Write the next part of the opinion piece on Biden's Atlanta speech, picking up after its last sentence.

■ **Reading text**:
--*--

Opinion: Biden is starting to sound like Trump

File photo by Patrick Semansky of The Associated Press / President Joe Biden speaks in support of changing the Senate filibuster rules to ensure the right to vote is defended at Atlanta University Center Consortium on the grounds of Morehouse College and Clark Atlanta University on Jan. 11, 2022, in Atlanta.
File photo by Patrick Semansky of The Associated Press / President Joe Biden speaks in support of changing the Senate filibuster rules to ensure the right to vote is defended at Atlanta University Center Consortium on the grounds of Morehouse College and Clark Atlanta University on Jan. 11, 2022, in Atlanta.

Not only has President Joe Biden failed to fulfill his promise to unite a broken nation, his rhetoric is now actively contributing to our divide. The president must watch his tone. He's starting to sound like the man he replaced.

In an angry, rambling rant in Georgia last week, Biden suggested those Americans who oppose the Democratic drive to strip states of their constitutional right to run their own elections are racists and segregationists.

His speech not only distorted the facts about Georgia's voter integrity law, it compared it to Jim Crow-era policies, and likened its supporters to Confederates who want to tear down our democracy.

It was delivered in the same confrontational cadence as the president's address commemorating the anniversary of the Jan. 6 Capitol riot.

The Atlanta speech has been widely criticized for both its content and its tone. Senate Minority Leader Mitch McConnell said of his old friend and colleague, "I did not recognize the man at the podium," adding that Biden's remarks were incoherent.

--*--

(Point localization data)
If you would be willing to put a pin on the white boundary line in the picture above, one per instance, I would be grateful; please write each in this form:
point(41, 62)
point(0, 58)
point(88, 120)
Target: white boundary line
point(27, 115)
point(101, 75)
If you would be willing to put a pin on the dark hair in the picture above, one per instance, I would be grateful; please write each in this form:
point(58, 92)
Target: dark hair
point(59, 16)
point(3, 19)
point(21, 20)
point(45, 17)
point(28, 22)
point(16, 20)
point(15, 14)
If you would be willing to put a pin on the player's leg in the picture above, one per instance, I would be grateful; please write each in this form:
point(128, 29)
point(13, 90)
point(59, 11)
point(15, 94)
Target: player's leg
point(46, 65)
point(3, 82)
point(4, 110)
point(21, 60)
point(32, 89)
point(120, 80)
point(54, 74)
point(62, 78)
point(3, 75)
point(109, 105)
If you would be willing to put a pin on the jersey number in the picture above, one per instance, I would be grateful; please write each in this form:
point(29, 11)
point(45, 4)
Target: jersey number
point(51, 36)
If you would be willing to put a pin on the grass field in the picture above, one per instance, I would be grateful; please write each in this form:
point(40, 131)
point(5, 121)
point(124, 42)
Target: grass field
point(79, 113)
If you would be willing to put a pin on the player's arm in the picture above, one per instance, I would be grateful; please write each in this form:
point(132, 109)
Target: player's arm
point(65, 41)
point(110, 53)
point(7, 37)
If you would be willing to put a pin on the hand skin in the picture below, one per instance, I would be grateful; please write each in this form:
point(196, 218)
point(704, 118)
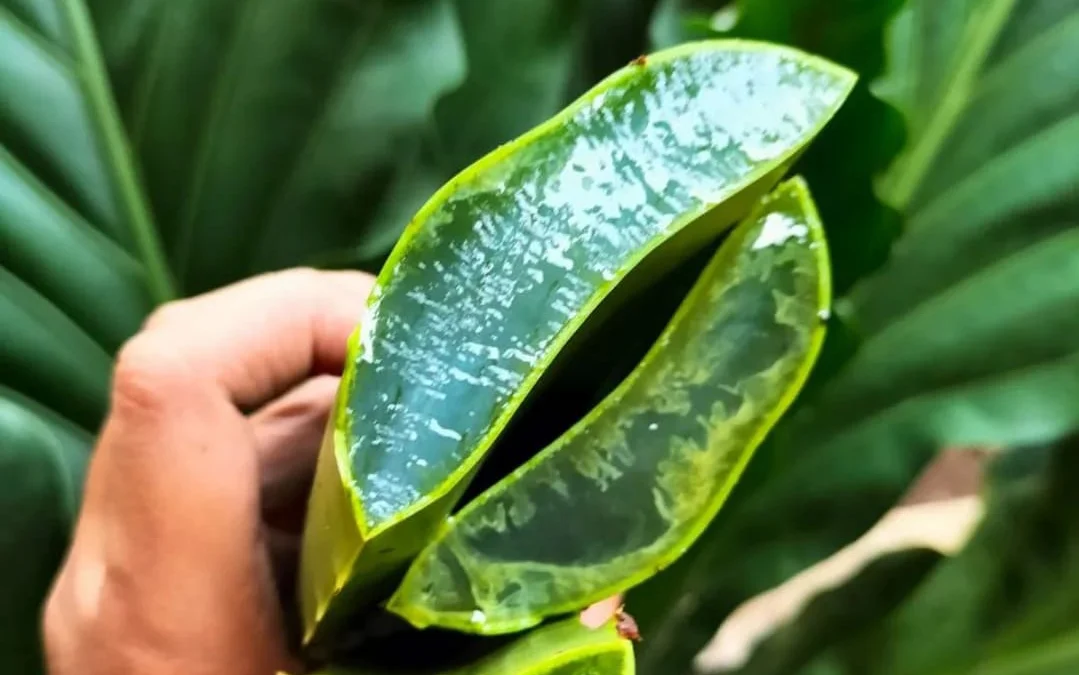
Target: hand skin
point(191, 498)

--*--

■ **Answer to this task**:
Another former Senate colleague, Illinois Sen. Dick Durbin, a Democrat, conceded, "Perhaps the president went a little too far in his rhetoric," before defending the sentiment of his remarks. For that mild rebuke, Durbin has drawn the ire of fellow Democrats, including Rep. Jim Clyburn of South Carolina.

How's that for unifying the country?

Biden's remarks fit into his administration's view of its opponents. Last year his Justice Department agreed to investigate some parents who protested COVID mandates, after a national school board group likened them to domestic terrorists.

Post Donald Trump, the nation needed a period of calm and healing. Biden promised to bring that. Instead, he's committed himself to passing the most contentious policies with the barest of Democratic majorities in Congress.

His promise of being the president for all Americans now leaves out the roughly half of voters who disagree with the radical transformation Democrats are trying to force on the nation.

Instead of recognizing the country's sharp differences and working toward bipartisan compromise, Biden, in classic Trump fashion, is demonizing his opponents with defamatory labels and outright lies.

Fact-checkers noted a number of false claims made by Biden about Georgia's voting law. And yet the president continues to repeat them.

Distortion is no way to build trust in what Democrats are attempting to do with their federal voting bill.

A year into his presidency, Biden sounds more like Trump than he does the unifier he promised America.

He should mind his tone, and when he speaks, he should speak to all of America with respect.

Had voters wanted bluster and hateful rhetoric, they would have kept the other guy.